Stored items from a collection
⁂

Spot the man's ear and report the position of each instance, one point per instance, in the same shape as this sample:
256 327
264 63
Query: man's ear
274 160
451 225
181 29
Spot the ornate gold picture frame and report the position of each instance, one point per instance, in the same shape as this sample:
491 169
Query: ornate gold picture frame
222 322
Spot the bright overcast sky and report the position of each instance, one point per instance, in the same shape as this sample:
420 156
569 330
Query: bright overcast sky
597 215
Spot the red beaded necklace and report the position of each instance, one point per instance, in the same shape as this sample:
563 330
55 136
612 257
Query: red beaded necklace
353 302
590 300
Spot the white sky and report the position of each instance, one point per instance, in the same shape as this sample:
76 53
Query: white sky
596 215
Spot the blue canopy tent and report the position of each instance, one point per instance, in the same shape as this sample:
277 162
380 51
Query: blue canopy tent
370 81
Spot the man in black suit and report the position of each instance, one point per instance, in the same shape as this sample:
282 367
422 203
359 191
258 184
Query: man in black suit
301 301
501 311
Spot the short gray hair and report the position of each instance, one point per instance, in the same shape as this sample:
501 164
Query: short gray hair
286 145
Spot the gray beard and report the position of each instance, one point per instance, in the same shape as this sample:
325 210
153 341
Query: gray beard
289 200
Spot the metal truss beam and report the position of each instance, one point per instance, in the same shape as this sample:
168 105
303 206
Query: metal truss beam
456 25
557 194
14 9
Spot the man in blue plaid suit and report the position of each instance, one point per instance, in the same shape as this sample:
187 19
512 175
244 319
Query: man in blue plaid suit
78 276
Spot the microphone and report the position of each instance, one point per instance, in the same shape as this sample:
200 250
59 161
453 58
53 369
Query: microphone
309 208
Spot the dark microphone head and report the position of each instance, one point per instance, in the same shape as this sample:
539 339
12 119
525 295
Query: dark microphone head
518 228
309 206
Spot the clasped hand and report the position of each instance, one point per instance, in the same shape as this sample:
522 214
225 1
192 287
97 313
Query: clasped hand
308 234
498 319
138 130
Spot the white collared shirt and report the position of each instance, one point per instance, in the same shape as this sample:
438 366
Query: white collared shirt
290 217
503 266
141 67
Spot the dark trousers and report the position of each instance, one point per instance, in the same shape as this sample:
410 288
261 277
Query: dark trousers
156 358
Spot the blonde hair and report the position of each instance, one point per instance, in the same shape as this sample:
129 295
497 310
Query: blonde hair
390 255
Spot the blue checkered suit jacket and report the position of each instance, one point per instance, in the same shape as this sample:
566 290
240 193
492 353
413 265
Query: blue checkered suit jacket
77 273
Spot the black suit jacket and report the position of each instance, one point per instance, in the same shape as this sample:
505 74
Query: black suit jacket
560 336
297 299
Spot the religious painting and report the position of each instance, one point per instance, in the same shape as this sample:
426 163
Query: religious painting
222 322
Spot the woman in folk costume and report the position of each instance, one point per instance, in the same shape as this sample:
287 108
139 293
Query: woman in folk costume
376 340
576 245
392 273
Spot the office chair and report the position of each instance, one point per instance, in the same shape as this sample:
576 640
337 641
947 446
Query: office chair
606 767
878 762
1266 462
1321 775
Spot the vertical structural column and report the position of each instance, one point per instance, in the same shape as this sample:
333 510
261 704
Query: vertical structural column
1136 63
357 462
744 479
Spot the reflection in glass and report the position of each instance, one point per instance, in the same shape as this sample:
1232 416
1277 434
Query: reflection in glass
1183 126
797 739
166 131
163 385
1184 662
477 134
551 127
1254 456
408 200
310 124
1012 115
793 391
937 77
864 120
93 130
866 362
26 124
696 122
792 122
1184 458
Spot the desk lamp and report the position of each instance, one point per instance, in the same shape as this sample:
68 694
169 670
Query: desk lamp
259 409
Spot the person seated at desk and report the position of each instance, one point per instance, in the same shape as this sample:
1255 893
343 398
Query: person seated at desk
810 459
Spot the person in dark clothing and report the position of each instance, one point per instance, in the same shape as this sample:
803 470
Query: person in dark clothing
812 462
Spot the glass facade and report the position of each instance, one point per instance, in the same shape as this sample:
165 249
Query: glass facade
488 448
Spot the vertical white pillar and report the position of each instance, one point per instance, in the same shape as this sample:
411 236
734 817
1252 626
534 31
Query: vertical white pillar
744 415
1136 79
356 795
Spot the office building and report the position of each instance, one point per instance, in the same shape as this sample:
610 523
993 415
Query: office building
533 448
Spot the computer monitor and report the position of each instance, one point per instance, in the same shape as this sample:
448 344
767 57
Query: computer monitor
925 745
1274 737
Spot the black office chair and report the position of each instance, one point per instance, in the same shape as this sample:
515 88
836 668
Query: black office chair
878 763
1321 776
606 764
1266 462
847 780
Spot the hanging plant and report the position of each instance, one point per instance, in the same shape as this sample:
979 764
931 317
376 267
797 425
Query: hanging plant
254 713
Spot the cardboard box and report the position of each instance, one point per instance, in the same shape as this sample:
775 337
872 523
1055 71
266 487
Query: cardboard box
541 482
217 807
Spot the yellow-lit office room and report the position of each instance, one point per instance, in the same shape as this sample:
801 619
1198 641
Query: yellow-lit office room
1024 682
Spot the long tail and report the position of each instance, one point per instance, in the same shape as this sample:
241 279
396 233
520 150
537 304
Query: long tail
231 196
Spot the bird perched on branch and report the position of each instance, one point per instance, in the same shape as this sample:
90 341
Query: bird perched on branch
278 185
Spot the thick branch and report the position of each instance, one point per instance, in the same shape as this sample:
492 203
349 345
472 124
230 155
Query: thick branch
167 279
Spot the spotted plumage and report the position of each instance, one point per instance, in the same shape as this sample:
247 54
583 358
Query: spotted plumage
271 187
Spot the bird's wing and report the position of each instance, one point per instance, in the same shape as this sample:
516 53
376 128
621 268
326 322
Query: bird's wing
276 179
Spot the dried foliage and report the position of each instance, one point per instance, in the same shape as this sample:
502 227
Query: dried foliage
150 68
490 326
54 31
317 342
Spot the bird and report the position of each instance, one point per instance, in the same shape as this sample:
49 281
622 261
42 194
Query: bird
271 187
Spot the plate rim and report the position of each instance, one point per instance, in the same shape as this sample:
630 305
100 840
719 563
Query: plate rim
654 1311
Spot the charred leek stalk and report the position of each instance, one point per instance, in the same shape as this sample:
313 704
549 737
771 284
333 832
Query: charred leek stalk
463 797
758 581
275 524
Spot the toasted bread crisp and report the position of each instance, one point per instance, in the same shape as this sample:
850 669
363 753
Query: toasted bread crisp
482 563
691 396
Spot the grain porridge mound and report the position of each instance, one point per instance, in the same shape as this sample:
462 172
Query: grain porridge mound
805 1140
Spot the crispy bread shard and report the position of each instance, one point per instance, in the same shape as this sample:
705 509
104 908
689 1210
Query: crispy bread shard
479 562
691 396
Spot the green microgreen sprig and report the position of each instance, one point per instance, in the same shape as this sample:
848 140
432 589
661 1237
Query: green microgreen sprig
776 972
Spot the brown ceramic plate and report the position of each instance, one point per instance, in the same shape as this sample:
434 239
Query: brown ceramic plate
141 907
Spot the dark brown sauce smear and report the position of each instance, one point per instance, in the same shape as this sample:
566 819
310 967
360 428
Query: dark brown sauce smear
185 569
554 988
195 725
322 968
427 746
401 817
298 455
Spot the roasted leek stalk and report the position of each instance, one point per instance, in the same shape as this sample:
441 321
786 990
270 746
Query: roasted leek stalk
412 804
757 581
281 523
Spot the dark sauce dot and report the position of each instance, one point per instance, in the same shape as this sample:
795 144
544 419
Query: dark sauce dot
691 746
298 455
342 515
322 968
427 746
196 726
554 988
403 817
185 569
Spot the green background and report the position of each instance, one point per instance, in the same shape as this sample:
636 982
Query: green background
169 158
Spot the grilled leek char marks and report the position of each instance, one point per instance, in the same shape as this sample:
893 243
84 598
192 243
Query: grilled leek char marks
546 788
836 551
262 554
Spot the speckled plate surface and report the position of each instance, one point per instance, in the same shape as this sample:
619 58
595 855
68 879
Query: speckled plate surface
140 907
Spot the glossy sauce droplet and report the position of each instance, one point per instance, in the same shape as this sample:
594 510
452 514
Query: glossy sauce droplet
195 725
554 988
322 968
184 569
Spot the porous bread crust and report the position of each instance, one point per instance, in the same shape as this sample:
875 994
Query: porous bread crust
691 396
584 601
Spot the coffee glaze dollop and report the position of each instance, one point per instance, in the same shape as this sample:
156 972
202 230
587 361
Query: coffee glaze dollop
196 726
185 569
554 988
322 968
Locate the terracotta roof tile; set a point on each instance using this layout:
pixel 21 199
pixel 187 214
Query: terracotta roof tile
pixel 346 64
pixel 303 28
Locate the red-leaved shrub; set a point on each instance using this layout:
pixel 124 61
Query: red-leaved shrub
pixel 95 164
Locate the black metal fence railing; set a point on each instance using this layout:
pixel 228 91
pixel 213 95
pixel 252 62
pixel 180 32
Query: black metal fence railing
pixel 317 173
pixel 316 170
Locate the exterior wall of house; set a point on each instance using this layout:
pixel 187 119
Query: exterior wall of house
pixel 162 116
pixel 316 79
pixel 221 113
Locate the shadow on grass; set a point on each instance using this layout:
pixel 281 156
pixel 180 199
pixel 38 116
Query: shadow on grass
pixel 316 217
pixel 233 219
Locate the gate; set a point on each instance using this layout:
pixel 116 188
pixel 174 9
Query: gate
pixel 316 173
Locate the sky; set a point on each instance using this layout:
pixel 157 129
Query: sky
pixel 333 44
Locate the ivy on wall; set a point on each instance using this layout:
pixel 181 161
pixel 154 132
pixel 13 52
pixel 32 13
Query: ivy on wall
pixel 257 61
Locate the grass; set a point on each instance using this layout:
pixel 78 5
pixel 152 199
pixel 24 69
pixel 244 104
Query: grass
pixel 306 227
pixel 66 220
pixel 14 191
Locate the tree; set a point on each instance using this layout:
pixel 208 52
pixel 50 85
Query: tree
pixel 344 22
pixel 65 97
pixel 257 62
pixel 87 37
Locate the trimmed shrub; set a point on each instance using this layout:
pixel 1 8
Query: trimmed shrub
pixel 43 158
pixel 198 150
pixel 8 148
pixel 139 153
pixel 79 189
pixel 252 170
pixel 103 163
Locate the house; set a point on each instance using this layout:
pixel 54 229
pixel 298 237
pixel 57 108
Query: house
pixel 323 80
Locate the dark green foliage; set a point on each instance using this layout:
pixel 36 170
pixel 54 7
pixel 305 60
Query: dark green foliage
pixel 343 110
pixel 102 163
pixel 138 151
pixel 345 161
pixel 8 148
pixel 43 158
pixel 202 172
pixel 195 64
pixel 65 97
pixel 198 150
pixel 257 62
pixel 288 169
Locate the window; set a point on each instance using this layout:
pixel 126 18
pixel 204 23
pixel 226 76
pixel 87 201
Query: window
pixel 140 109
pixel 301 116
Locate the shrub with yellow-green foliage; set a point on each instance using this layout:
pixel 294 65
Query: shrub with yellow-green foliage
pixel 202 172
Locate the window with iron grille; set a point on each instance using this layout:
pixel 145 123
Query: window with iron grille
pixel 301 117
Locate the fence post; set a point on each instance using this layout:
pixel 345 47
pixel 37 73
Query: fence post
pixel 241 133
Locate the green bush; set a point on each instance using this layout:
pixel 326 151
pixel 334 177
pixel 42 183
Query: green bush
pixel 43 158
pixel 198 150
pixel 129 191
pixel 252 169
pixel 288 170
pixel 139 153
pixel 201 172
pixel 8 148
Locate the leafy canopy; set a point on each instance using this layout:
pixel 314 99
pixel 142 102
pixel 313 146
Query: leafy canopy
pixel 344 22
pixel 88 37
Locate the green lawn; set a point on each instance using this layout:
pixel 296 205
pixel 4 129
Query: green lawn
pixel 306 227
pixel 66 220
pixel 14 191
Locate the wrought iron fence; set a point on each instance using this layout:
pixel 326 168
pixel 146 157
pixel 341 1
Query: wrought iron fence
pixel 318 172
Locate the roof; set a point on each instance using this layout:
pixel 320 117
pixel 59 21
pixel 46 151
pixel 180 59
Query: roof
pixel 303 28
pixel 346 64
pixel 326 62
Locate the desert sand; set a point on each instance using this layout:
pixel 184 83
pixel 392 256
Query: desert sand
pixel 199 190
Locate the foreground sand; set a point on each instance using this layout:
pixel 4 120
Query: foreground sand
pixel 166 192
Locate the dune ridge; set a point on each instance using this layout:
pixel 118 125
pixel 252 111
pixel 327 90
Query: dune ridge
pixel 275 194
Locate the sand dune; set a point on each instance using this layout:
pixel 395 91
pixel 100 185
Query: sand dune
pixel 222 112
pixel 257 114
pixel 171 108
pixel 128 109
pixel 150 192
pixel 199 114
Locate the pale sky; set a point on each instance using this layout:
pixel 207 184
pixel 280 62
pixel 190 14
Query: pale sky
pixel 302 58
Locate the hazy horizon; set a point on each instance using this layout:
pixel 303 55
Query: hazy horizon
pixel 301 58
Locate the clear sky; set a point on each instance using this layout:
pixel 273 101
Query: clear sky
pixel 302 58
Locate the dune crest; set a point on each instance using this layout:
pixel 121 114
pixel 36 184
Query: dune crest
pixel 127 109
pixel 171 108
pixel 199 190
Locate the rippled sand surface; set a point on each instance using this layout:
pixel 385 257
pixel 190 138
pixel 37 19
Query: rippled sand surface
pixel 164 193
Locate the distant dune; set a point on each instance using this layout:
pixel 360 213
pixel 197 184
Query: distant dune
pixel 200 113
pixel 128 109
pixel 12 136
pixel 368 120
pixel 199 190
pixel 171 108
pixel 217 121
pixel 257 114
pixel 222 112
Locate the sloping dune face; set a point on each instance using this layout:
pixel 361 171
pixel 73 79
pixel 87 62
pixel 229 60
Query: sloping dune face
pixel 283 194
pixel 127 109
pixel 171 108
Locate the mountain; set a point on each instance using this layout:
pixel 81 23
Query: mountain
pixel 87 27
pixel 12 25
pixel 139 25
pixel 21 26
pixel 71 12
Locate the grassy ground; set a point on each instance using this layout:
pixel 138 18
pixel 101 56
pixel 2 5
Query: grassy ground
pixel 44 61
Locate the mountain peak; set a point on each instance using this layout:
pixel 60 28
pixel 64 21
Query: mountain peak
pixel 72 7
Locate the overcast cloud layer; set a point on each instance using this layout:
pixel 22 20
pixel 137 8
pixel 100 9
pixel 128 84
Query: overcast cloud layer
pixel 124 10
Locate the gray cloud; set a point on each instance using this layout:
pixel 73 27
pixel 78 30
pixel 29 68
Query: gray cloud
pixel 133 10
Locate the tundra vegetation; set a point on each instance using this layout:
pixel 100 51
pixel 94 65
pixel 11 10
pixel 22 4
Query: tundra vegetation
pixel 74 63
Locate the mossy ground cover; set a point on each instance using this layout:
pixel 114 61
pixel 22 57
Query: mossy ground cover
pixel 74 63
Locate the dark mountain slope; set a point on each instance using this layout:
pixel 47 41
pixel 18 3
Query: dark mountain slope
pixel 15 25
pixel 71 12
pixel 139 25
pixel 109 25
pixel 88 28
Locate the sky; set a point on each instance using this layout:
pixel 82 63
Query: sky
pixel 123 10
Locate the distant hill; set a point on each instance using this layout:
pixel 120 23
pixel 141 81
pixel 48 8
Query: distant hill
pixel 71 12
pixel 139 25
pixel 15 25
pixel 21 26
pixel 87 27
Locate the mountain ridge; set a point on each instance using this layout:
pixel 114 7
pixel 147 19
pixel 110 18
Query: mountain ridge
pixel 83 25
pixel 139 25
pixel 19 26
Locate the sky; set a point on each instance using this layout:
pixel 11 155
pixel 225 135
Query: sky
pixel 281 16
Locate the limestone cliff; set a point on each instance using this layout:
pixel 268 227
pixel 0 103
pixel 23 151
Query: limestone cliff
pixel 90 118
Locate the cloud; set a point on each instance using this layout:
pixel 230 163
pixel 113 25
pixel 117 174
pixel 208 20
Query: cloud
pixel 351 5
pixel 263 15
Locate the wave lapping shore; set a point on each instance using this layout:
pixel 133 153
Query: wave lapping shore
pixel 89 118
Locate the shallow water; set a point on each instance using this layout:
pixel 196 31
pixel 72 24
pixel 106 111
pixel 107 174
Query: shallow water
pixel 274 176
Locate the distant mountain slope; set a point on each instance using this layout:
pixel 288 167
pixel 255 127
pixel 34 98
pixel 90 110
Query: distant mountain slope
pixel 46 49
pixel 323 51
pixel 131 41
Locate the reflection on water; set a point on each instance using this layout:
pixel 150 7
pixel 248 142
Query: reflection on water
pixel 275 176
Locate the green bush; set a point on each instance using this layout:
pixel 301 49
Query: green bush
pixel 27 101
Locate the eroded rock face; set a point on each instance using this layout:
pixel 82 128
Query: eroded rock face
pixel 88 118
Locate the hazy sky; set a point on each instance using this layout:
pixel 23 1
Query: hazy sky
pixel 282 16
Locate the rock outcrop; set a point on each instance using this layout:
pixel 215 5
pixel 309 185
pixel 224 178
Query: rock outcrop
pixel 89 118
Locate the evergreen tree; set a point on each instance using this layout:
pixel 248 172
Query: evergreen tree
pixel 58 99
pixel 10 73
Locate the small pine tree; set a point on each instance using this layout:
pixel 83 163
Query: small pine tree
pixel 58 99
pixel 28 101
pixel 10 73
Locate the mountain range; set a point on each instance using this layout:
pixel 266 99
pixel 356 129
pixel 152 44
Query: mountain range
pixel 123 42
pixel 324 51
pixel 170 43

⁂

* WHAT NEEDS TO BE DONE: Among the records above, only the lines between the line holding "Query: dune ridge" and the line holding "pixel 190 14", inclusive, are to be output, exactly as written.

* RESULT:
Query: dune ridge
pixel 275 194
Locate the sand dune; set a point on each instance using this layout:
pixel 395 91
pixel 100 185
Query: sand dune
pixel 222 112
pixel 257 114
pixel 171 108
pixel 128 109
pixel 150 192
pixel 199 114
Locate the pale sky; set a point on each instance using this layout:
pixel 207 184
pixel 280 62
pixel 190 14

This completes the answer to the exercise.